-- START OF GIVEN TEXT --

A LUN is going to be the smallest storage element you work with in Xsan. The abbreviation LUN comes from a SCSI logical unit number – the XSR disks are not SCSI, they are in fact Ultra ATA drives, but still the term LUN applies here.
In reality, a LUN just represents a group of drives, such as one of the RAID 5 arrays we created in the previous section – this is where we explain why we left a hot spare there, not only is is excellent to have a hot spare, but many operating systems get real touchy with volumes larger than 2 TB ( OS X 10.3.9 and 10.4, however, do not have those issues).
Your LUN has already been created when you created your RAID array, but it has not yet been labeled and initialized for use in Xsan. The labeling and initialization is done within Xsan Admin under the Setup tab, in the second section called “LUNs”, or with
/Library/Filesystems/Xsan/bin/cvlabel through command-line.
Storage Pools are created from combined LUNs. Data is distributed across the LUNs in a storage pool using a RAID 0 scheme in Xsan – what this means to us, is the more LUNs we put in a pool, the better our access speed, of course there are limits to adhere to here – you can put up to 32 LUNs in a Storage Pool, which when you work it out is 16 XSRs and a whole lot of fibre! When creating a Storage Pool there is a list of names that are disallowed by the Xsan Admin software, you can find a list of these on page 76 of the Xsan Admin Guide, your pool name can be up to 255 characters however. By default the first pool you create will contain journalling and metadata information, when selecting this in Xsan Admin, there’s a choice for “Any Data” or “Journalling and metadata only” – if you select “Any data” both your metadata and user data will be allowed on this pool, this is not going to be your best option for performance as you really want that dedicated controller for your metadata. After you’ve set up your first pool with your metadata, an additional choice appears allowing you to choose “User data only”. The other interesting thing to note here is that you do get the choice of making your pool either “Read & Write” or “Read Only”, this I find interesting, as if you make your pool “Read Only”, how would you get any data onto that pool – ever?

-- END OF GIVEN TEXT --
-- START OF GIVEN ENTRIES --

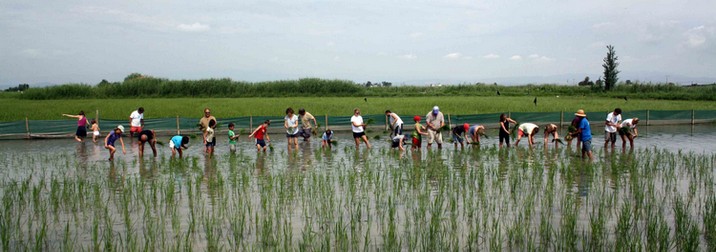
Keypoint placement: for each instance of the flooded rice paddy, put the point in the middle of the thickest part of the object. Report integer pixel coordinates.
(63, 195)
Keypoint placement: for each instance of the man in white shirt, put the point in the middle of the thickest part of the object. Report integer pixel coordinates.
(611, 125)
(136, 121)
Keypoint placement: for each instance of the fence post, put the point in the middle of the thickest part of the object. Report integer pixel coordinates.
(561, 121)
(27, 127)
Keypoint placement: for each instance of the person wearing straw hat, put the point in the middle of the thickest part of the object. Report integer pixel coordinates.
(112, 137)
(435, 121)
(585, 134)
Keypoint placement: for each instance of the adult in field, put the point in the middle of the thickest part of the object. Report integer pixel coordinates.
(505, 129)
(136, 121)
(628, 131)
(358, 128)
(611, 126)
(572, 132)
(82, 123)
(204, 121)
(435, 120)
(290, 122)
(306, 126)
(529, 130)
(147, 136)
(395, 123)
(551, 129)
(585, 134)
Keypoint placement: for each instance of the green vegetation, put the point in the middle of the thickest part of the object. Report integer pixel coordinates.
(138, 86)
(479, 199)
(119, 109)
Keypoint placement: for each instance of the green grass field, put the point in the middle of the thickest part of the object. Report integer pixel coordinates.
(16, 109)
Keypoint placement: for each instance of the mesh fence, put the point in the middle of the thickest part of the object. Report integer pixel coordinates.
(27, 128)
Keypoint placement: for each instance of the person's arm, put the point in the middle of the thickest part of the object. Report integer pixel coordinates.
(106, 139)
(122, 142)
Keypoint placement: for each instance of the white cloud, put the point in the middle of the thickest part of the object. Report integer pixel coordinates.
(603, 25)
(453, 56)
(696, 37)
(409, 56)
(491, 56)
(32, 53)
(195, 27)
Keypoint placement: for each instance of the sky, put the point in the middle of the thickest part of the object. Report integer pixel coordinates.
(403, 42)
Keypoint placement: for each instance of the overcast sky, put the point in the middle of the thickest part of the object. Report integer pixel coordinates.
(370, 40)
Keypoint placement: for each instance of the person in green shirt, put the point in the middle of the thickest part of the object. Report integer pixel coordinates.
(232, 138)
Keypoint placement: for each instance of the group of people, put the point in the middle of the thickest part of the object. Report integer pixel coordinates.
(304, 125)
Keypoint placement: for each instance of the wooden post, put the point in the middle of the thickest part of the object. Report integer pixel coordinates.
(27, 127)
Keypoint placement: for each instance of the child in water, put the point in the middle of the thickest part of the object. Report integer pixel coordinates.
(260, 133)
(326, 139)
(177, 143)
(232, 138)
(111, 138)
(95, 130)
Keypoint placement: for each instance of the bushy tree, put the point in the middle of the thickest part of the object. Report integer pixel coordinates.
(610, 68)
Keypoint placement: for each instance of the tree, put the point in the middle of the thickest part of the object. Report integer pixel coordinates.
(610, 68)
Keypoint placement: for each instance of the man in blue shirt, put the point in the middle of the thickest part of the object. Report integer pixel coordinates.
(585, 133)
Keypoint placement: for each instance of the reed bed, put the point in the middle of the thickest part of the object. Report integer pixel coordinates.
(478, 199)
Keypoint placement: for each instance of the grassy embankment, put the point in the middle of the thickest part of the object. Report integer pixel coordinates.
(17, 109)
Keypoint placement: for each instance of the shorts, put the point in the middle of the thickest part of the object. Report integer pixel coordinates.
(521, 133)
(417, 142)
(610, 136)
(358, 135)
(135, 129)
(398, 130)
(457, 138)
(305, 133)
(435, 136)
(587, 146)
(81, 131)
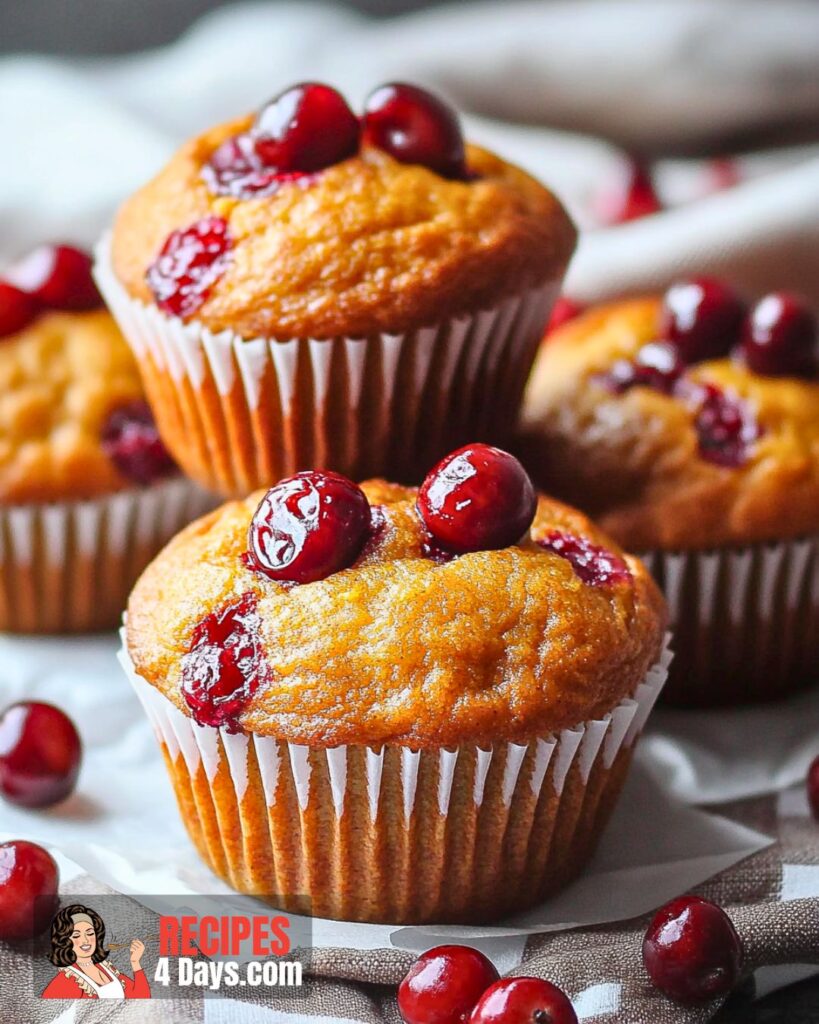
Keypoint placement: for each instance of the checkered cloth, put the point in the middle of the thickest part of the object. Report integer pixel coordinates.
(772, 898)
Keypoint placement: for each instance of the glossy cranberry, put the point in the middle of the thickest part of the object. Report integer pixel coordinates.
(29, 883)
(39, 755)
(780, 337)
(592, 563)
(132, 442)
(57, 276)
(415, 127)
(188, 265)
(477, 499)
(563, 311)
(523, 1000)
(691, 950)
(656, 365)
(701, 317)
(443, 985)
(634, 197)
(225, 665)
(16, 309)
(308, 526)
(813, 787)
(725, 425)
(305, 128)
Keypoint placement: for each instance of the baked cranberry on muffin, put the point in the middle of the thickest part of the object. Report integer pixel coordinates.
(357, 293)
(410, 705)
(688, 425)
(83, 471)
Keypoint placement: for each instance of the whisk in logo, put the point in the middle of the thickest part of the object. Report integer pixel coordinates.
(116, 947)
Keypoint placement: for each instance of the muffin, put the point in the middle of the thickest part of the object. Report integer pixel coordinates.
(306, 289)
(689, 428)
(88, 494)
(403, 706)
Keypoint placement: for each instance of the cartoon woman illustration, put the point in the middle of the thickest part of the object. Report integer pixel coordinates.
(78, 938)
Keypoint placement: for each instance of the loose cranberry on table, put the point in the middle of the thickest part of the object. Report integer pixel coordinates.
(225, 664)
(477, 499)
(813, 787)
(416, 127)
(29, 882)
(306, 128)
(443, 985)
(633, 198)
(692, 951)
(132, 442)
(781, 338)
(58, 278)
(17, 308)
(40, 754)
(189, 263)
(308, 526)
(701, 317)
(523, 1000)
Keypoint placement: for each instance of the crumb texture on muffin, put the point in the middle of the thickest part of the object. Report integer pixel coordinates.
(59, 379)
(365, 246)
(632, 460)
(490, 646)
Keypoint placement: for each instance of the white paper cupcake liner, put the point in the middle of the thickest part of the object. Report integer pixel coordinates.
(69, 566)
(391, 834)
(745, 621)
(240, 414)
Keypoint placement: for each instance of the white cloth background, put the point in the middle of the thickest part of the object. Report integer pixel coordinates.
(656, 77)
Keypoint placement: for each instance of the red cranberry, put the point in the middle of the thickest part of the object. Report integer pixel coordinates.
(701, 317)
(305, 128)
(308, 526)
(16, 309)
(29, 882)
(415, 127)
(563, 311)
(57, 276)
(635, 197)
(225, 664)
(477, 499)
(813, 787)
(523, 1000)
(725, 425)
(443, 985)
(656, 365)
(39, 755)
(780, 337)
(692, 951)
(188, 265)
(132, 442)
(592, 563)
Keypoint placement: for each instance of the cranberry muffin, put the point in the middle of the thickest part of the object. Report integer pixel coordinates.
(309, 289)
(88, 494)
(407, 706)
(689, 427)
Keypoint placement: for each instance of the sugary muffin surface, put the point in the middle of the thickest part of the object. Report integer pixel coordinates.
(365, 246)
(633, 460)
(59, 380)
(488, 646)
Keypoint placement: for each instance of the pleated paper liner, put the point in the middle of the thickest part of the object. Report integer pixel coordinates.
(394, 835)
(745, 622)
(69, 566)
(240, 414)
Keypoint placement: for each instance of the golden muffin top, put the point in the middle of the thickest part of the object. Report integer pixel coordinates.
(679, 457)
(401, 645)
(369, 244)
(73, 421)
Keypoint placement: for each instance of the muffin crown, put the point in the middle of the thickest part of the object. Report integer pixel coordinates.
(488, 646)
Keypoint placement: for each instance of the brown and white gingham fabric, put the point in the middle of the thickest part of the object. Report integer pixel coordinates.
(599, 967)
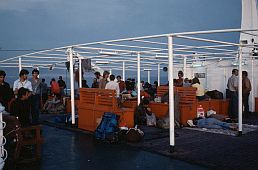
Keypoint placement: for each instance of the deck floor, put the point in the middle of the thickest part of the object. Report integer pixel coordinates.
(71, 148)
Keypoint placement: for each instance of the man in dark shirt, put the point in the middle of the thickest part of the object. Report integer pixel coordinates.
(5, 91)
(20, 107)
(62, 85)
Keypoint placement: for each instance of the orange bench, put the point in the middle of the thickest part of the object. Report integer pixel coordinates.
(188, 103)
(94, 102)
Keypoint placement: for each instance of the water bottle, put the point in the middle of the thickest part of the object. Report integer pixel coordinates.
(200, 111)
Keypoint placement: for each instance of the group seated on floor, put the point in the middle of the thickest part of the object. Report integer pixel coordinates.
(20, 132)
(54, 105)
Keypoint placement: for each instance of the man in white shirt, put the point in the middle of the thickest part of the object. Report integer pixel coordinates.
(22, 82)
(112, 85)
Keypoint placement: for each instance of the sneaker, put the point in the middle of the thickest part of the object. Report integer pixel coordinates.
(190, 123)
(2, 108)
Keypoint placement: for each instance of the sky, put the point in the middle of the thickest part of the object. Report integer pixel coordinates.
(41, 24)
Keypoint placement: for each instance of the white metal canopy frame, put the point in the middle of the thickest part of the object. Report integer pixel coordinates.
(151, 53)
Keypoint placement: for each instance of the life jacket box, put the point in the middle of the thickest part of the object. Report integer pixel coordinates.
(159, 109)
(224, 105)
(215, 104)
(205, 105)
(187, 112)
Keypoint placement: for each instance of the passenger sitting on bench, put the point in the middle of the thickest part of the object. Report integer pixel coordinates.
(212, 123)
(143, 114)
(20, 107)
(200, 90)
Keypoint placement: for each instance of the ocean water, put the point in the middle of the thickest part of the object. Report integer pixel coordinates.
(13, 74)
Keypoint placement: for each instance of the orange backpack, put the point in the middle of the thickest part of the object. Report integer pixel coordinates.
(55, 87)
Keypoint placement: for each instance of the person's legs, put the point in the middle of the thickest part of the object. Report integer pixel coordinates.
(246, 104)
(215, 122)
(234, 105)
(35, 108)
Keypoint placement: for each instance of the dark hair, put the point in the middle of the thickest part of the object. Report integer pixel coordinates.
(2, 73)
(23, 72)
(195, 80)
(112, 77)
(245, 73)
(145, 101)
(234, 70)
(105, 73)
(97, 73)
(180, 72)
(22, 91)
(35, 71)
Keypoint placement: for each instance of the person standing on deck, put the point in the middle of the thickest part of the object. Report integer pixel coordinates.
(44, 90)
(233, 94)
(5, 91)
(96, 80)
(104, 81)
(62, 86)
(246, 92)
(121, 83)
(113, 85)
(22, 82)
(36, 96)
(179, 82)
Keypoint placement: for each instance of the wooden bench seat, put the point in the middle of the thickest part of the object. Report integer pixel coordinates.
(94, 102)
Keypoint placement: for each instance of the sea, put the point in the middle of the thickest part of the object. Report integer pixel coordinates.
(12, 74)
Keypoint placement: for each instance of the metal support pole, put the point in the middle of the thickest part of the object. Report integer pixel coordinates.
(149, 76)
(252, 84)
(123, 70)
(138, 79)
(80, 73)
(72, 85)
(240, 97)
(20, 66)
(185, 66)
(159, 74)
(171, 95)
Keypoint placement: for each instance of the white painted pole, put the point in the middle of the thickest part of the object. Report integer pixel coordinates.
(149, 76)
(159, 74)
(171, 95)
(240, 102)
(123, 71)
(252, 83)
(138, 78)
(20, 66)
(80, 73)
(72, 85)
(185, 67)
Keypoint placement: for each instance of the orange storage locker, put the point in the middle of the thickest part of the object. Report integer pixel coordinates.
(215, 105)
(86, 119)
(224, 105)
(188, 112)
(159, 109)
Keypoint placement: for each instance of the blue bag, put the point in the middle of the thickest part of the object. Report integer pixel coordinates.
(108, 128)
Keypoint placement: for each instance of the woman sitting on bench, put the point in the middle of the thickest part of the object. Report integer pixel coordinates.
(20, 107)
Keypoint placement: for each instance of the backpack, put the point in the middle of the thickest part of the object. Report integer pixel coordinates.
(55, 87)
(107, 130)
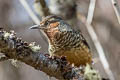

-- END OF GIVEN ENTRIES --

According to the Xsan text, what is the maximum number of LUNs that a single Storage Pool can hold?

Up to 32 LUNs.